Task to carry out = Every line of the listing must be repeated exactly.

Entries shown =
-*-

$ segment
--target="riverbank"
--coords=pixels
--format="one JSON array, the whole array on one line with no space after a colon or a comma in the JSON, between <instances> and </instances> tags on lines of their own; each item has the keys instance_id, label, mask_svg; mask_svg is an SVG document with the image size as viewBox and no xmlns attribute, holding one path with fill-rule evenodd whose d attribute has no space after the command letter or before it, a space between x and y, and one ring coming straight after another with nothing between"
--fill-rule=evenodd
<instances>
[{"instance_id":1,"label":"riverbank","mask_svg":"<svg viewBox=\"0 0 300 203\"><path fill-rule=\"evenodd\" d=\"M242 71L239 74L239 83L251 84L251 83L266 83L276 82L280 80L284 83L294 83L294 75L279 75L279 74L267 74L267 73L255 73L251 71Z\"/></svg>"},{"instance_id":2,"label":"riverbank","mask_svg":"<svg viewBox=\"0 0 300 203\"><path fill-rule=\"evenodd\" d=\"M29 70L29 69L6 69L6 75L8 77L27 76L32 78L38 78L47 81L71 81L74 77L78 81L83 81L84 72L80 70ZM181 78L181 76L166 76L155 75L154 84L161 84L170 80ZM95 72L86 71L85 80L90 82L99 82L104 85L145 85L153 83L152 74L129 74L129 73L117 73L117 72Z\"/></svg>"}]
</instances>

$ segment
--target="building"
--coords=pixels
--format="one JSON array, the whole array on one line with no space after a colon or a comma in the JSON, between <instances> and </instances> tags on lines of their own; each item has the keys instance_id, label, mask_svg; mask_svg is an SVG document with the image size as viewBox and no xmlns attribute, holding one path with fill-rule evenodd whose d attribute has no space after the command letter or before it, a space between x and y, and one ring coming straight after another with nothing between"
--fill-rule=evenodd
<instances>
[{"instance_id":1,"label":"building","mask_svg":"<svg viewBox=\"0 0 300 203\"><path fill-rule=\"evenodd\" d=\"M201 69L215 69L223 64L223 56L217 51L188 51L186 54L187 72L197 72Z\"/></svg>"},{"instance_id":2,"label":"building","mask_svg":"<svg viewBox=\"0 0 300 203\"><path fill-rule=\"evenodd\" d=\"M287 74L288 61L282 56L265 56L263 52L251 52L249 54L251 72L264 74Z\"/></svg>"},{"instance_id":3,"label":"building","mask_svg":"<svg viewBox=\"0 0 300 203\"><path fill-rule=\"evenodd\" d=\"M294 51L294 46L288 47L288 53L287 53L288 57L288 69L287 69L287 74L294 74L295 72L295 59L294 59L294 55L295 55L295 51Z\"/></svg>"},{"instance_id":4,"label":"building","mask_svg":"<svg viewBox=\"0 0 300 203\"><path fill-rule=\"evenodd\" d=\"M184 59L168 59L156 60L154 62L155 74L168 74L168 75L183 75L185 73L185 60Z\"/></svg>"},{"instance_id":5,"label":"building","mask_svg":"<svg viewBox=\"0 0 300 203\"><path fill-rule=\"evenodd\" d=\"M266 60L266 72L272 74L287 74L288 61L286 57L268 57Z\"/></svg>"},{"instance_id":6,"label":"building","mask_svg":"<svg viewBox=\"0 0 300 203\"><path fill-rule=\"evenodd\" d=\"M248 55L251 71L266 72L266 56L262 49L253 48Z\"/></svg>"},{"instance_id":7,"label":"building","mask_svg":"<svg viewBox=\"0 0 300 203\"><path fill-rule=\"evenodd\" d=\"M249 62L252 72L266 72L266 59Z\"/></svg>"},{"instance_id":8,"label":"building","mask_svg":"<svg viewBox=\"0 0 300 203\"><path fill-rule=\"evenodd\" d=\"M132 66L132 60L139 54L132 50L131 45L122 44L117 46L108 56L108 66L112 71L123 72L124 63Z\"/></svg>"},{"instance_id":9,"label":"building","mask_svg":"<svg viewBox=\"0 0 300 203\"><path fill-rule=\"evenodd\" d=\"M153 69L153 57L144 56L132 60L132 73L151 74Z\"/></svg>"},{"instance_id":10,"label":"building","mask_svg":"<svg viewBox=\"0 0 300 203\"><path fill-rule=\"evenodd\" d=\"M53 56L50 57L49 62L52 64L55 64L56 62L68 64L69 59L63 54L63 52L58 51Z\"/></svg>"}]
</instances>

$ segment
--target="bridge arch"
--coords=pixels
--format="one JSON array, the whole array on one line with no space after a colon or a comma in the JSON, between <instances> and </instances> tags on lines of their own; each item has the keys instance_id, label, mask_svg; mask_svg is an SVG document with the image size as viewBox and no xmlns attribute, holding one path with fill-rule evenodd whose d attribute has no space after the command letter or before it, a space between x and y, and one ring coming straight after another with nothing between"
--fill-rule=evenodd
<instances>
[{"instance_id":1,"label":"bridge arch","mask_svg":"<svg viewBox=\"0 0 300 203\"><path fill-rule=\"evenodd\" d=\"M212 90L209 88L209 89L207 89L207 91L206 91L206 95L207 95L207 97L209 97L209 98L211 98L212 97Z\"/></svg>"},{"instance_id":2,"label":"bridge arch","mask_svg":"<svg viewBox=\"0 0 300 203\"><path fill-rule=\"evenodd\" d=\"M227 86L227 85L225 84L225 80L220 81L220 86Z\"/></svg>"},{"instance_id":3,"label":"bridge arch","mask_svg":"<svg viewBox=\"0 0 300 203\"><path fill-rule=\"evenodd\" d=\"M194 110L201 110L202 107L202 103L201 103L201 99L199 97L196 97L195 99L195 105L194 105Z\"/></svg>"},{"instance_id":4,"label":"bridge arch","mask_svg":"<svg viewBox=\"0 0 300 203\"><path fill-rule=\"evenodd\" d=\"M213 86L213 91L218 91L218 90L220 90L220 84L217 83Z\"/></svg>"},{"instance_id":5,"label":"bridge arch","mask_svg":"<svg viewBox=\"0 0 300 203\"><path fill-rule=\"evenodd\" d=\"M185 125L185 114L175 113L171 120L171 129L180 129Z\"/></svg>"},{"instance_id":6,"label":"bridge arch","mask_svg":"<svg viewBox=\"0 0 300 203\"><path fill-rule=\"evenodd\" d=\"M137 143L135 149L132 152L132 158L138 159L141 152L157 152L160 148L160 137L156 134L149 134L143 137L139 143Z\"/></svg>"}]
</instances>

-*-

The completed task =
$ segment
--target="riverbank"
--coords=pixels
--format="one JSON array, the whole array on one line with no space after a colon or a comma in the JSON, between <instances> and </instances> tags on lines of their own; each item has the keys instance_id, label, mask_svg; mask_svg is an SVG document with the image size as viewBox and no xmlns attribute, holding one path with fill-rule evenodd whose d attribute has no space after the command letter or before it, a space between x and y, and one ring coming straight after another with nothing between"
--fill-rule=evenodd
<instances>
[{"instance_id":1,"label":"riverbank","mask_svg":"<svg viewBox=\"0 0 300 203\"><path fill-rule=\"evenodd\" d=\"M242 71L239 74L239 83L251 84L251 83L266 83L276 82L280 80L284 83L294 83L294 75L279 75L279 74L267 74L267 73L255 73L251 71Z\"/></svg>"},{"instance_id":2,"label":"riverbank","mask_svg":"<svg viewBox=\"0 0 300 203\"><path fill-rule=\"evenodd\" d=\"M29 70L29 69L6 69L6 75L8 77L27 76L32 78L38 78L47 81L71 81L74 77L78 81L83 81L84 72L80 70ZM181 78L181 76L166 76L155 75L154 84L161 84L170 80ZM95 72L86 71L85 80L90 82L99 82L104 85L145 85L153 83L152 74L129 74L129 73L117 73L117 72Z\"/></svg>"}]
</instances>

$ segment
--target="building"
--coords=pixels
--format="one JSON array, the whole array on one line with no space after a colon or a comma in the JSON, between <instances> and </instances> tags on lines of their own; each item has the keys instance_id, label, mask_svg; mask_svg is an SVG document with the image size as viewBox and no xmlns attribute, holding one path with fill-rule evenodd whose d attribute has no space after the command letter or before it, a space between x and y, and one ring coming straight after another with nothing between"
--fill-rule=evenodd
<instances>
[{"instance_id":1,"label":"building","mask_svg":"<svg viewBox=\"0 0 300 203\"><path fill-rule=\"evenodd\" d=\"M201 69L215 69L223 64L223 56L217 51L188 51L186 54L187 72L197 72Z\"/></svg>"},{"instance_id":2,"label":"building","mask_svg":"<svg viewBox=\"0 0 300 203\"><path fill-rule=\"evenodd\" d=\"M287 74L288 61L282 56L265 56L263 52L251 52L249 54L251 72L264 74Z\"/></svg>"},{"instance_id":3,"label":"building","mask_svg":"<svg viewBox=\"0 0 300 203\"><path fill-rule=\"evenodd\" d=\"M294 51L294 46L288 47L288 53L287 53L288 57L288 69L287 69L287 74L294 74L295 72L295 59L294 59L294 55L295 55L295 51Z\"/></svg>"},{"instance_id":4,"label":"building","mask_svg":"<svg viewBox=\"0 0 300 203\"><path fill-rule=\"evenodd\" d=\"M184 59L168 59L156 60L154 62L155 74L168 74L168 75L183 75L185 73L185 60Z\"/></svg>"},{"instance_id":5,"label":"building","mask_svg":"<svg viewBox=\"0 0 300 203\"><path fill-rule=\"evenodd\" d=\"M266 60L266 72L272 74L287 74L288 61L286 57L268 57Z\"/></svg>"},{"instance_id":6,"label":"building","mask_svg":"<svg viewBox=\"0 0 300 203\"><path fill-rule=\"evenodd\" d=\"M248 55L251 71L266 72L266 56L262 49L253 48Z\"/></svg>"},{"instance_id":7,"label":"building","mask_svg":"<svg viewBox=\"0 0 300 203\"><path fill-rule=\"evenodd\" d=\"M249 62L252 72L266 72L266 59Z\"/></svg>"},{"instance_id":8,"label":"building","mask_svg":"<svg viewBox=\"0 0 300 203\"><path fill-rule=\"evenodd\" d=\"M132 66L132 60L139 54L132 50L131 45L122 44L117 46L108 56L108 66L112 71L123 72L124 63Z\"/></svg>"},{"instance_id":9,"label":"building","mask_svg":"<svg viewBox=\"0 0 300 203\"><path fill-rule=\"evenodd\" d=\"M153 69L153 57L144 56L132 60L132 73L151 74Z\"/></svg>"},{"instance_id":10,"label":"building","mask_svg":"<svg viewBox=\"0 0 300 203\"><path fill-rule=\"evenodd\" d=\"M53 56L50 57L49 62L52 64L55 64L56 62L68 64L69 59L63 54L63 52L58 51Z\"/></svg>"}]
</instances>

$ segment
--target="bridge arch"
--coords=pixels
--format="one JSON array, the whole array on one line with no space after a colon or a comma in the JSON, between <instances> and </instances> tags on lines of their own; each item has the keys instance_id, label, mask_svg; mask_svg is an SVG document with the image size as viewBox and no xmlns attribute, holding one path with fill-rule evenodd whose d attribute has no space after the command letter or before it, a space between x and y, and one ring coming straight after another with nothing between"
--fill-rule=evenodd
<instances>
[{"instance_id":1,"label":"bridge arch","mask_svg":"<svg viewBox=\"0 0 300 203\"><path fill-rule=\"evenodd\" d=\"M212 90L209 88L209 89L207 89L207 91L206 91L206 95L207 95L207 97L209 97L209 98L211 98L212 97Z\"/></svg>"},{"instance_id":2,"label":"bridge arch","mask_svg":"<svg viewBox=\"0 0 300 203\"><path fill-rule=\"evenodd\" d=\"M227 86L227 85L225 84L225 80L220 81L220 86Z\"/></svg>"},{"instance_id":3,"label":"bridge arch","mask_svg":"<svg viewBox=\"0 0 300 203\"><path fill-rule=\"evenodd\" d=\"M194 110L201 110L202 107L202 103L201 103L201 99L199 97L196 97L195 99L195 105L194 105Z\"/></svg>"},{"instance_id":4,"label":"bridge arch","mask_svg":"<svg viewBox=\"0 0 300 203\"><path fill-rule=\"evenodd\" d=\"M213 86L213 91L218 91L218 90L220 90L220 84L217 83Z\"/></svg>"},{"instance_id":5,"label":"bridge arch","mask_svg":"<svg viewBox=\"0 0 300 203\"><path fill-rule=\"evenodd\" d=\"M185 125L185 114L175 113L171 120L171 129L180 129Z\"/></svg>"},{"instance_id":6,"label":"bridge arch","mask_svg":"<svg viewBox=\"0 0 300 203\"><path fill-rule=\"evenodd\" d=\"M137 143L135 149L132 152L132 158L138 159L141 152L157 152L160 148L160 137L156 134L149 134L143 137L139 143Z\"/></svg>"}]
</instances>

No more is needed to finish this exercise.